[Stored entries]
══════════

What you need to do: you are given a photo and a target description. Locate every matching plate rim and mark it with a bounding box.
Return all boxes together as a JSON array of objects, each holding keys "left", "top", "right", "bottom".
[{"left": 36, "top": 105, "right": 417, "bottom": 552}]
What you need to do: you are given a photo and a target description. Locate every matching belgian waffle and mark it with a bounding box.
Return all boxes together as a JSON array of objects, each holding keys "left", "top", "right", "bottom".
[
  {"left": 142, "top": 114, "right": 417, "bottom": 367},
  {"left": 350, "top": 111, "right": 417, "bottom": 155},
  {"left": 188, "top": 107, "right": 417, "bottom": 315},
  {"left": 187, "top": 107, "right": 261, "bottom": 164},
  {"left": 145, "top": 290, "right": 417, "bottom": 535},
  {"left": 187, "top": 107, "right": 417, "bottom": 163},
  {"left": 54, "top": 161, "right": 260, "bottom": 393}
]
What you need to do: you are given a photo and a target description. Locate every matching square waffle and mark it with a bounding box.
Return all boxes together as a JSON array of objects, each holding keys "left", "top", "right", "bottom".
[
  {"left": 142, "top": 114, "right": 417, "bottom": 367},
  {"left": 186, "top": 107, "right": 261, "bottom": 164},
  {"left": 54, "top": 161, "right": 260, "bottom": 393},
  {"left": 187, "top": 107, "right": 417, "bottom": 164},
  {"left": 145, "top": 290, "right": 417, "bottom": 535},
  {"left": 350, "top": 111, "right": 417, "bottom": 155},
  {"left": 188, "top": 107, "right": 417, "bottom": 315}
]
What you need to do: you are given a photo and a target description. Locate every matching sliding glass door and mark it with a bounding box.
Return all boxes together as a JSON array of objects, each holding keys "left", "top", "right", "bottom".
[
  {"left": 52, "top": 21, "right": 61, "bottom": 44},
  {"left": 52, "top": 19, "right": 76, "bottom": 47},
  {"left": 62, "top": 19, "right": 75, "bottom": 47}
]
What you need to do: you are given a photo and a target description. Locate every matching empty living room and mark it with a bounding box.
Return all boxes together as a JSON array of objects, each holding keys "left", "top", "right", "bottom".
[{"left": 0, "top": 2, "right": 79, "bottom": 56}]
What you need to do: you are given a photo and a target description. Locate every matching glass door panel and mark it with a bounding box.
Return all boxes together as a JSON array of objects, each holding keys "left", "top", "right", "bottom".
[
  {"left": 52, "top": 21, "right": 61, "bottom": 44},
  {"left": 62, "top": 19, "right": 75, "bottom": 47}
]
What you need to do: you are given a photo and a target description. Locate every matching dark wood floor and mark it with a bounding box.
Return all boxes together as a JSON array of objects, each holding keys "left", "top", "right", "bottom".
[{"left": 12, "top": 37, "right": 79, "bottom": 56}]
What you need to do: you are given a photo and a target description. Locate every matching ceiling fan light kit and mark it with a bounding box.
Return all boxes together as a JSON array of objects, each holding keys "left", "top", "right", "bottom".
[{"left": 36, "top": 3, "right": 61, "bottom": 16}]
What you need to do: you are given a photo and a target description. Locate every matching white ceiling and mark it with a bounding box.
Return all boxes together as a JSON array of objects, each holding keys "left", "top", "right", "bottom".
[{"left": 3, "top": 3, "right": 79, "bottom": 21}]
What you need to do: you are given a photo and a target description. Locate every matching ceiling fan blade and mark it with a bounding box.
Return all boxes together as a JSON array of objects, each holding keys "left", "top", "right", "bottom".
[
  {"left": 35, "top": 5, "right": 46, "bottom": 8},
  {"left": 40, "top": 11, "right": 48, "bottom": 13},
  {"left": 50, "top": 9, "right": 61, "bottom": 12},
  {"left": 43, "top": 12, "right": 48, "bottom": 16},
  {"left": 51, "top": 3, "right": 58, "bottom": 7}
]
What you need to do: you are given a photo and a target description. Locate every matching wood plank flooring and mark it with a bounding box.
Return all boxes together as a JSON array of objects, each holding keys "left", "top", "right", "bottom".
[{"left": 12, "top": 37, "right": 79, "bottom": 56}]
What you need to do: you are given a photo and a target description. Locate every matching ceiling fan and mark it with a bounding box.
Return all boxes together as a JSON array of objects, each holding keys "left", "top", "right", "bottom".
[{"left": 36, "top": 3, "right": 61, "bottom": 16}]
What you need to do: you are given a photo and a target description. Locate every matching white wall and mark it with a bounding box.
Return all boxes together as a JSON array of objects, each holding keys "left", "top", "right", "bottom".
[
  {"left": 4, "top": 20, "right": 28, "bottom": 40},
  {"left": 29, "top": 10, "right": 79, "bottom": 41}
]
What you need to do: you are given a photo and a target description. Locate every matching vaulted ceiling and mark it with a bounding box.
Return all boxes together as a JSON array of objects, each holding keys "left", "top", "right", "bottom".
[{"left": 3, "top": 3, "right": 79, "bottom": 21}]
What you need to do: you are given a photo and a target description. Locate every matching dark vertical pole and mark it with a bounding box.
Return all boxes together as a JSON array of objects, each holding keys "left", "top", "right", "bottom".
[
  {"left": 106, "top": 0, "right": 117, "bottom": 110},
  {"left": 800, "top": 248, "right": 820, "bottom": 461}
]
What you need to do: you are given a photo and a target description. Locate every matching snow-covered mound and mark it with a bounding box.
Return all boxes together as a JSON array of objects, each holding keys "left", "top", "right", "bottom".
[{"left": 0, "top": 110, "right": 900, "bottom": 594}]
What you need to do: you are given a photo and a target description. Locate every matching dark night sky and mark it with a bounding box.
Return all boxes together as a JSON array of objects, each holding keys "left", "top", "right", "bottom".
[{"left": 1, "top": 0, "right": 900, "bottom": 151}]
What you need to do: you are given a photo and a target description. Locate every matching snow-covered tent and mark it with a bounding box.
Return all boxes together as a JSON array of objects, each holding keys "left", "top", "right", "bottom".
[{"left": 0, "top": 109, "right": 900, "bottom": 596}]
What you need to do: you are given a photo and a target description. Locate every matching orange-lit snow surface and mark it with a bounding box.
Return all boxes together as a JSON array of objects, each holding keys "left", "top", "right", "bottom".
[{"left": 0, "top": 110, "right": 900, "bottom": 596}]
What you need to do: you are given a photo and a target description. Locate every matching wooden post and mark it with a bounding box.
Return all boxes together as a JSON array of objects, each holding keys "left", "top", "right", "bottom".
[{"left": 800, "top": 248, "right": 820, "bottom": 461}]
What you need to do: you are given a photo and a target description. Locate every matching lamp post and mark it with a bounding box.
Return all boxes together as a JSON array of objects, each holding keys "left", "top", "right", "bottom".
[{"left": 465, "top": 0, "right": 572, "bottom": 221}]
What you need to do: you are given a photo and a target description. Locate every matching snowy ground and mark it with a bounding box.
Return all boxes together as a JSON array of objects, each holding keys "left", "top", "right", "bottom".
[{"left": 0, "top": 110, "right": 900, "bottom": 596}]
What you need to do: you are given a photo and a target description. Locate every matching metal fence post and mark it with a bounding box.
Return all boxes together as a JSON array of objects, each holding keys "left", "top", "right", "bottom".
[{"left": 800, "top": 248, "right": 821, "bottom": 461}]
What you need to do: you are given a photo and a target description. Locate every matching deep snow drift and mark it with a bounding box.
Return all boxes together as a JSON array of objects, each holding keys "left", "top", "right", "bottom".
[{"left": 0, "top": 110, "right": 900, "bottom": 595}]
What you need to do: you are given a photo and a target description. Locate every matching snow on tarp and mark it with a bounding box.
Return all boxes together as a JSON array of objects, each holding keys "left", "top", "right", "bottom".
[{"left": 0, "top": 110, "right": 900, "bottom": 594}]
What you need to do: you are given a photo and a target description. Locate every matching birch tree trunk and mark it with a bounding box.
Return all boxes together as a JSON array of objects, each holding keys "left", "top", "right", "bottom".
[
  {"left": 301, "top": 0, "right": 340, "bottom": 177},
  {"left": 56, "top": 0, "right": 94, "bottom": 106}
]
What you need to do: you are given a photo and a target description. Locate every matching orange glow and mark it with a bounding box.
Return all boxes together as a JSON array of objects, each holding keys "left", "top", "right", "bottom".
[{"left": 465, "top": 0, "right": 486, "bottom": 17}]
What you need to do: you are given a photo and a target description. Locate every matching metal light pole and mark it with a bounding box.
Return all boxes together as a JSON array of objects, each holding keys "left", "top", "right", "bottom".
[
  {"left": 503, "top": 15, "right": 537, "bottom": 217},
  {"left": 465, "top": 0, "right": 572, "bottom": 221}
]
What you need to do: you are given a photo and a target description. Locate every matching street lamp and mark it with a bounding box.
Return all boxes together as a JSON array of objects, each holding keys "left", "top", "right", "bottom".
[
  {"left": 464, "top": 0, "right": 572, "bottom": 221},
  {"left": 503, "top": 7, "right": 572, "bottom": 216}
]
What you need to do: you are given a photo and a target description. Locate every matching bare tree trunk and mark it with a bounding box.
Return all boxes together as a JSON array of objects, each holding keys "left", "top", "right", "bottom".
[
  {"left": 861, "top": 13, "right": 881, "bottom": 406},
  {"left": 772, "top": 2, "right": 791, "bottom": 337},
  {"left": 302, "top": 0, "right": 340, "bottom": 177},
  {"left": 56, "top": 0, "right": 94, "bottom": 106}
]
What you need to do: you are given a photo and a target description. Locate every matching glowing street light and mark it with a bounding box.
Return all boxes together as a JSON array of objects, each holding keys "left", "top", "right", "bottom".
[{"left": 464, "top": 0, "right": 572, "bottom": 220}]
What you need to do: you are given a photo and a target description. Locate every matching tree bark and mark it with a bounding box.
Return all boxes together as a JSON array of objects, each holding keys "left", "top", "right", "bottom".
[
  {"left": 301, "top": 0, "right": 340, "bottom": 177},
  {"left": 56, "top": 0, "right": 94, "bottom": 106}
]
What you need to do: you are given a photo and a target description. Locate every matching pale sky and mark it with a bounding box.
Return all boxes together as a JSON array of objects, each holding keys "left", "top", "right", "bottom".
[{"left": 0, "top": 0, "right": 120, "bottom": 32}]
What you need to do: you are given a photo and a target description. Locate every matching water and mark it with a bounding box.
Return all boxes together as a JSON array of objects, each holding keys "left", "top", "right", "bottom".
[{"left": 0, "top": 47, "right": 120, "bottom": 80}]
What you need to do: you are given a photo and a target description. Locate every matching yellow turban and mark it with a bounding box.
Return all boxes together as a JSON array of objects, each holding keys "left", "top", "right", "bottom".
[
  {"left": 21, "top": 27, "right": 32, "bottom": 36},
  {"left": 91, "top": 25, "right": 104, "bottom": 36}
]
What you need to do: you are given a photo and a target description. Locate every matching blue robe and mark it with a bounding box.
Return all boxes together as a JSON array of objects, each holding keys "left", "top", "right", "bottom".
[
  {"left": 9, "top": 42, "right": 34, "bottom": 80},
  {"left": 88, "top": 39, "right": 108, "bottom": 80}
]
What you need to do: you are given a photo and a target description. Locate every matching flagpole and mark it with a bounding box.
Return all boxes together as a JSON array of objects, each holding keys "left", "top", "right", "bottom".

══════════

Find each line in the rows above that contains the word "waffle". Copy every such line in full.

[Completed exercise]:
What you need to do: you are given a photo and a target description. Locate every matching belgian waffle and mark it with a bounding box.
What you need to do: you are given a photo and a target description. Locate every matching square waffle and mark it with a bounding box.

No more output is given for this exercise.